• TO BE DONE: Starting with the line that contains "Check that one keypoint sits on every instance of the chopped", copy every line through the end of the data below, exactly and with nothing added.

• RECORD EXCERPTS:

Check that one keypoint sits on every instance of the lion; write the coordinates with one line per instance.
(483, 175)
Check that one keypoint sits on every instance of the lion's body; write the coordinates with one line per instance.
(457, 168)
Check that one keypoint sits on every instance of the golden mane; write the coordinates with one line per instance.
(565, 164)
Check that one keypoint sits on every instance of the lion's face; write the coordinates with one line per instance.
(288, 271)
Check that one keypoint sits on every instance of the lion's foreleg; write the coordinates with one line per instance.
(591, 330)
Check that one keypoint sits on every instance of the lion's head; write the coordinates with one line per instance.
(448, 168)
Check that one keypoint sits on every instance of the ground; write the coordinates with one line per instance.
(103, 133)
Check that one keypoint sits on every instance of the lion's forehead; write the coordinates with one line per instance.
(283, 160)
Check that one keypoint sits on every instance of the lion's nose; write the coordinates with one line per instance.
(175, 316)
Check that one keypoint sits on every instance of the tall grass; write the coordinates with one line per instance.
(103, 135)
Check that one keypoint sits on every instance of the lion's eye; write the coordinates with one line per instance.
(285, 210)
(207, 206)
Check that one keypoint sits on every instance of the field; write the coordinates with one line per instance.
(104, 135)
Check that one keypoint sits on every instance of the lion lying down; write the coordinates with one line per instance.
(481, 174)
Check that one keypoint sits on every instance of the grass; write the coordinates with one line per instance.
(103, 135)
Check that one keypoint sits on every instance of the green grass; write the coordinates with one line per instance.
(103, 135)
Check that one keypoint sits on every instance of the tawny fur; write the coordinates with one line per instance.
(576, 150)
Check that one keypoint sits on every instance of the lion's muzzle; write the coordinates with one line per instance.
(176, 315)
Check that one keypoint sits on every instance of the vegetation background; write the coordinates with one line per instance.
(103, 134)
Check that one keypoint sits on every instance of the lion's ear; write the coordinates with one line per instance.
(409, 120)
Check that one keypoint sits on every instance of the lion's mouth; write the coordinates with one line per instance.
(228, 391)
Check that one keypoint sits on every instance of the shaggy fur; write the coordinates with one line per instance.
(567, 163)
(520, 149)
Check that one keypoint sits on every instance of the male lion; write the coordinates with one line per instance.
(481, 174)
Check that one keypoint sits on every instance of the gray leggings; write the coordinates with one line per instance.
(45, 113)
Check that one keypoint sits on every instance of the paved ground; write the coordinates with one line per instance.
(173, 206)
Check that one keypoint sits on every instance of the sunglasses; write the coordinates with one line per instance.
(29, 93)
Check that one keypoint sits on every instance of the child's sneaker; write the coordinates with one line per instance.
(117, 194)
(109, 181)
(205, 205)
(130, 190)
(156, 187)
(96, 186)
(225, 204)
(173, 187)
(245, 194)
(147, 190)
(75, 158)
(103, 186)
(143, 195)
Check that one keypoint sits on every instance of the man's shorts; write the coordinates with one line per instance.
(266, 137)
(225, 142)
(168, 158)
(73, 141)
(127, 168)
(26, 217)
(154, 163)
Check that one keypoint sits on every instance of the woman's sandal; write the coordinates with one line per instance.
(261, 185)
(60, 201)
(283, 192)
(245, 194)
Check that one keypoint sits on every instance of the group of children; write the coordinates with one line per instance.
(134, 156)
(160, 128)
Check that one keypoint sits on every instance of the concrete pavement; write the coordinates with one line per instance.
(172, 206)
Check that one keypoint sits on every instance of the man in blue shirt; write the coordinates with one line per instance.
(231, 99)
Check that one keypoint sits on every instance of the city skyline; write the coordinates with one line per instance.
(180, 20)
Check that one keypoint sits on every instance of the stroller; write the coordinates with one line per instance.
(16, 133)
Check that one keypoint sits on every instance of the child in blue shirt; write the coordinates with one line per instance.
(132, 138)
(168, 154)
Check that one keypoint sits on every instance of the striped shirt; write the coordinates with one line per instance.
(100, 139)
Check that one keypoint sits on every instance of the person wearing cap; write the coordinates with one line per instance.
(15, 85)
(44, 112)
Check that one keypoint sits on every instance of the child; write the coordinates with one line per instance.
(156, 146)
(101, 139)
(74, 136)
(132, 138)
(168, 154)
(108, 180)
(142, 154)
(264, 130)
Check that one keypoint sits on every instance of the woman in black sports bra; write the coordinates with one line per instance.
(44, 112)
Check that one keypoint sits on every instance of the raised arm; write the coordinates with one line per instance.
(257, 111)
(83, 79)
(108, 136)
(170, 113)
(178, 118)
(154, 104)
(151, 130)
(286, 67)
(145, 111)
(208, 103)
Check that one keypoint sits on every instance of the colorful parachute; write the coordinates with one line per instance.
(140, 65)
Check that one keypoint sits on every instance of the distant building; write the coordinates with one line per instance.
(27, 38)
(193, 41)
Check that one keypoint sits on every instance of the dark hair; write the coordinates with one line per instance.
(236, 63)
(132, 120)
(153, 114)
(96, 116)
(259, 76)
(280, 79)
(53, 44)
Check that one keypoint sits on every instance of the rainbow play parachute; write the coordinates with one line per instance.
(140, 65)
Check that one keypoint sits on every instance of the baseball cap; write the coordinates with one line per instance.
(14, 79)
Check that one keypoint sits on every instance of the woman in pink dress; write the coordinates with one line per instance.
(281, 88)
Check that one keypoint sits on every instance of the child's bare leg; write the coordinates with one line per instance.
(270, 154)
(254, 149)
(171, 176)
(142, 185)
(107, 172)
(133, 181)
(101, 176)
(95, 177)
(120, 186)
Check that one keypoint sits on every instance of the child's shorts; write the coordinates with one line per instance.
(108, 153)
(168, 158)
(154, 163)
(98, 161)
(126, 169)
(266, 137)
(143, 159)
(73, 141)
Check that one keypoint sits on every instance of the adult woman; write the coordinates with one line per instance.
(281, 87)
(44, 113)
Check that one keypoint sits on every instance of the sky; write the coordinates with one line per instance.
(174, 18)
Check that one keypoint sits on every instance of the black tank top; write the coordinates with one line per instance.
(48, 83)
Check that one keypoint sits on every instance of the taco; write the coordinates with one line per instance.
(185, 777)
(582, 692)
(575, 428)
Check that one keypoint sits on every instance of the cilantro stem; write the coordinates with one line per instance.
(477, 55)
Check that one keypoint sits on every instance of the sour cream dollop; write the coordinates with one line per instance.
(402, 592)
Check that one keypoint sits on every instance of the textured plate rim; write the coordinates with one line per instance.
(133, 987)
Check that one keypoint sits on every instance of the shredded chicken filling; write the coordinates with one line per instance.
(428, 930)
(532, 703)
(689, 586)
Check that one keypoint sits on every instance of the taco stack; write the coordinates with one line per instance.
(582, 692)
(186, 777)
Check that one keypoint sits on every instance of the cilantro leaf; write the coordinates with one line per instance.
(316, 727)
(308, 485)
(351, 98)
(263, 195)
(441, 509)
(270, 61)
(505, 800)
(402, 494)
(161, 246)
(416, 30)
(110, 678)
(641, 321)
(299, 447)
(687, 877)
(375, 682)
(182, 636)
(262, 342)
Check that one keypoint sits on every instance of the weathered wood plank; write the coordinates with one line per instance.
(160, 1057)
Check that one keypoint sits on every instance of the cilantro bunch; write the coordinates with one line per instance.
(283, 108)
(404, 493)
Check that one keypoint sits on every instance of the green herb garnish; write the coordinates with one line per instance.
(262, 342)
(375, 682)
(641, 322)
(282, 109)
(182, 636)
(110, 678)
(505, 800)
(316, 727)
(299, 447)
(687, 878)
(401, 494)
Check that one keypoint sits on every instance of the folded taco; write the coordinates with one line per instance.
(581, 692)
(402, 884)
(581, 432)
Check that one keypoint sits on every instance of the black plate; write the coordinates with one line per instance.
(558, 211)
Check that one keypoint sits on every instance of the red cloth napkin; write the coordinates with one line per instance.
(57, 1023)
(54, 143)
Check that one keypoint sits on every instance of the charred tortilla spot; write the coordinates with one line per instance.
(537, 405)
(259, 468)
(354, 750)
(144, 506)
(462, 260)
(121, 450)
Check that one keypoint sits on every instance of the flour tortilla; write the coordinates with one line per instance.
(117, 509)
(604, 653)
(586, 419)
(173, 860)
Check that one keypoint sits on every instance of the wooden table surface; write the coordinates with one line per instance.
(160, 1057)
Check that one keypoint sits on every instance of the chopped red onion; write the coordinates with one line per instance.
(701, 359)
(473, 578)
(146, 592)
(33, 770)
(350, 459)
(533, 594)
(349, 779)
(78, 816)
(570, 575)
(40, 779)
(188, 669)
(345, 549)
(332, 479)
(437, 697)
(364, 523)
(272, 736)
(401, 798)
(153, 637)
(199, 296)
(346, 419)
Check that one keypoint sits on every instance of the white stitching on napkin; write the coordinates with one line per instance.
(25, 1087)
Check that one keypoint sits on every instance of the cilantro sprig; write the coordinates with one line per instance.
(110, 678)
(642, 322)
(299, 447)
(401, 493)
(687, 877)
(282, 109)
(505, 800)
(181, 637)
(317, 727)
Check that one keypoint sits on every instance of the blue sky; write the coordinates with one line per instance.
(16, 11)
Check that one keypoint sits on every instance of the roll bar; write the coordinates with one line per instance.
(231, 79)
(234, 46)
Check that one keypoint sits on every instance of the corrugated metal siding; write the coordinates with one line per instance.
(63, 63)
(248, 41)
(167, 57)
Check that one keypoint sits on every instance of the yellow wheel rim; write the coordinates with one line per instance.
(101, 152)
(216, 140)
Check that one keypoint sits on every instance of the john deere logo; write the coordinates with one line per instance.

• SOLUTION:
Check that one keypoint sits on every instance of the chopped red onion; write the coordinates with one line per instance.
(701, 359)
(473, 578)
(146, 592)
(33, 770)
(350, 459)
(533, 594)
(349, 779)
(78, 816)
(570, 575)
(40, 779)
(188, 669)
(345, 549)
(332, 479)
(437, 697)
(364, 523)
(272, 736)
(401, 798)
(153, 637)
(199, 296)
(346, 419)
Check that one keypoint sits on every instance of the white stitching on napkin; write the coordinates with one line per instance.
(25, 1087)
Check that one keypoint sits on every instance of the cilantro sprig; write the coordinates with one line per instance.
(110, 678)
(642, 322)
(299, 447)
(401, 493)
(687, 877)
(282, 109)
(505, 800)
(181, 637)
(317, 727)
Check that one keypoint sits on every instance of the blue sky; write the coordinates with one line per instance.
(16, 11)
Check that one keypoint sits on every instance of the roll bar; write the coordinates with one line per instance.
(231, 79)
(234, 46)
Check that one keypoint sits on every instance of the corrugated metal siding; write the coordinates with one line per instance.
(63, 63)
(248, 41)
(167, 57)
Check that one keypoint sits on every instance of the yellow wheel rim; write the coordinates with one line per instance.
(101, 152)
(216, 140)
Check that one keypoint sits on every instance of the john deere logo; write the coordinates with one line per instance.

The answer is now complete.